▶ [Material provided]:
***
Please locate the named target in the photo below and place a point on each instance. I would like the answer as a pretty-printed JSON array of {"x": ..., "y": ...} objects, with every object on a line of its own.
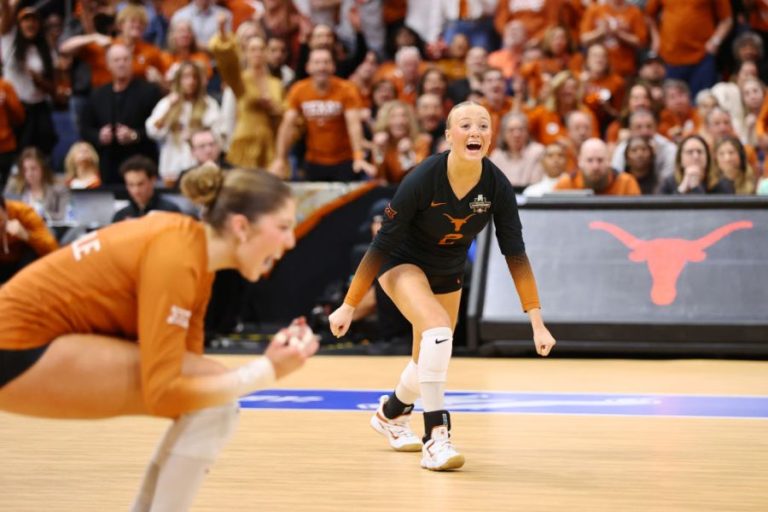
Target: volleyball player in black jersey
[{"x": 419, "y": 256}]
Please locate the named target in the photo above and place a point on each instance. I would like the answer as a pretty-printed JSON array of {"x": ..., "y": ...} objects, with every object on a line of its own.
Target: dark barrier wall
[
  {"x": 631, "y": 273},
  {"x": 320, "y": 258}
]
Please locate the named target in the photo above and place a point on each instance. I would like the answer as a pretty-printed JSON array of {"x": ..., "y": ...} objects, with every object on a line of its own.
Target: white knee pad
[
  {"x": 435, "y": 354},
  {"x": 202, "y": 434},
  {"x": 410, "y": 376},
  {"x": 408, "y": 389}
]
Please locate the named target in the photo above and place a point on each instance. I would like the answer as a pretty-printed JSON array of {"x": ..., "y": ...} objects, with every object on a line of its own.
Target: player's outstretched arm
[{"x": 542, "y": 338}]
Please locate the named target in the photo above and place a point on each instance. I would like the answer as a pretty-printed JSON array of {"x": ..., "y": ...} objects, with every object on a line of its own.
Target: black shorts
[
  {"x": 15, "y": 362},
  {"x": 439, "y": 284}
]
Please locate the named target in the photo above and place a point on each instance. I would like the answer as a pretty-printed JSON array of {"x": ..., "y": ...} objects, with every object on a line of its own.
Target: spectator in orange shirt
[
  {"x": 434, "y": 81},
  {"x": 640, "y": 163},
  {"x": 23, "y": 238},
  {"x": 687, "y": 35},
  {"x": 205, "y": 17},
  {"x": 127, "y": 304},
  {"x": 579, "y": 126},
  {"x": 678, "y": 118},
  {"x": 36, "y": 185},
  {"x": 595, "y": 173},
  {"x": 638, "y": 97},
  {"x": 11, "y": 118},
  {"x": 115, "y": 115},
  {"x": 560, "y": 54},
  {"x": 753, "y": 96},
  {"x": 331, "y": 110},
  {"x": 603, "y": 88},
  {"x": 620, "y": 27},
  {"x": 28, "y": 66},
  {"x": 694, "y": 169},
  {"x": 475, "y": 63}
]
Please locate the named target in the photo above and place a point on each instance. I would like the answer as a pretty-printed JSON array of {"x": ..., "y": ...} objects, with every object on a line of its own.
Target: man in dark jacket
[{"x": 140, "y": 176}]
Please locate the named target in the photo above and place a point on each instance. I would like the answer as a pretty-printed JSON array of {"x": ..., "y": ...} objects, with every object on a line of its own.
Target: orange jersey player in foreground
[
  {"x": 419, "y": 256},
  {"x": 113, "y": 325}
]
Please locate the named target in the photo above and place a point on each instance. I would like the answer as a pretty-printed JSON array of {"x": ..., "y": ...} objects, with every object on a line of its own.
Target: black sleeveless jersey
[{"x": 427, "y": 225}]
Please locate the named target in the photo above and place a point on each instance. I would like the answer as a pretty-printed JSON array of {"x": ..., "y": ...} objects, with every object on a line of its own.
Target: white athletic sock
[
  {"x": 183, "y": 457},
  {"x": 178, "y": 482}
]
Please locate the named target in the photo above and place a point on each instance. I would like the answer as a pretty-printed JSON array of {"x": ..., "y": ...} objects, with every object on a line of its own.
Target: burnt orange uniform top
[
  {"x": 679, "y": 124},
  {"x": 685, "y": 26},
  {"x": 11, "y": 115},
  {"x": 200, "y": 58},
  {"x": 630, "y": 19},
  {"x": 533, "y": 71},
  {"x": 496, "y": 117},
  {"x": 392, "y": 168},
  {"x": 39, "y": 238},
  {"x": 327, "y": 138},
  {"x": 547, "y": 127},
  {"x": 143, "y": 279},
  {"x": 622, "y": 184},
  {"x": 144, "y": 56}
]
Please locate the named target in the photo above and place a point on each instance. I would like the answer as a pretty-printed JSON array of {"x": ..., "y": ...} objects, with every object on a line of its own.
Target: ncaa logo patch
[
  {"x": 389, "y": 211},
  {"x": 480, "y": 204},
  {"x": 179, "y": 316}
]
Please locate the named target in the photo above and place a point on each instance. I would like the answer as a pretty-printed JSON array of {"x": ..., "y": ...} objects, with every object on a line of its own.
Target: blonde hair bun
[{"x": 202, "y": 184}]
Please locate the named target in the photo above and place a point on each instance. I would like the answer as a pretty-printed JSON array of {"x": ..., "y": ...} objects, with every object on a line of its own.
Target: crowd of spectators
[{"x": 615, "y": 96}]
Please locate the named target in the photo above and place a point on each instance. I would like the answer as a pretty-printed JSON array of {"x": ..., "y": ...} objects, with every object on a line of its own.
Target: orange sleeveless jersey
[{"x": 143, "y": 279}]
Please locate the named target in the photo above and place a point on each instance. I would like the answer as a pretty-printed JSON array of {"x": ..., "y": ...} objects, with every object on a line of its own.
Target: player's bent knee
[
  {"x": 435, "y": 354},
  {"x": 202, "y": 434}
]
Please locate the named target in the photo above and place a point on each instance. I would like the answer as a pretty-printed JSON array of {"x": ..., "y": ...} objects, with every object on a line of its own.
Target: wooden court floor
[{"x": 333, "y": 461}]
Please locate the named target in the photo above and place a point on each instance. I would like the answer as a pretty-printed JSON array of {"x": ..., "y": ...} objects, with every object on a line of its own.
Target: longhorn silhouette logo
[{"x": 666, "y": 257}]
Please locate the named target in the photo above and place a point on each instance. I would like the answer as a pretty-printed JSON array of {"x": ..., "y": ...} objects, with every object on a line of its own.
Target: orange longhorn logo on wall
[{"x": 666, "y": 257}]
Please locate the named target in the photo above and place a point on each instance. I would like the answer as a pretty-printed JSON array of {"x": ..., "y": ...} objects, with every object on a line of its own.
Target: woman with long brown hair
[
  {"x": 259, "y": 96},
  {"x": 186, "y": 109},
  {"x": 123, "y": 331},
  {"x": 81, "y": 167},
  {"x": 36, "y": 185}
]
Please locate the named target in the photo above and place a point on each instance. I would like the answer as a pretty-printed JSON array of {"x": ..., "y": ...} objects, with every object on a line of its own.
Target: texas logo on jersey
[{"x": 480, "y": 204}]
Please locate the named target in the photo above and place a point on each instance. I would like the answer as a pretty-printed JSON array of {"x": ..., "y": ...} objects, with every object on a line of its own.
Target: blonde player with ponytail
[{"x": 113, "y": 325}]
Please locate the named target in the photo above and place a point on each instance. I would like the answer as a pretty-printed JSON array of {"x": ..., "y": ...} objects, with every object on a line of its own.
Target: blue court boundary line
[{"x": 528, "y": 403}]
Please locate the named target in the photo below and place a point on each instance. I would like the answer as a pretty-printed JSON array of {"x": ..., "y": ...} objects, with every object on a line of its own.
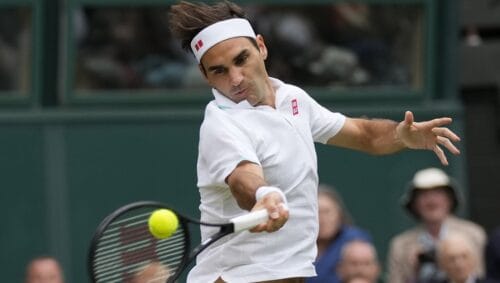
***
Please return every line of the records above that contains the word "dark", matching case exactly.

▶ [Final answer]:
Target: dark barrier wall
Target: man in dark jacket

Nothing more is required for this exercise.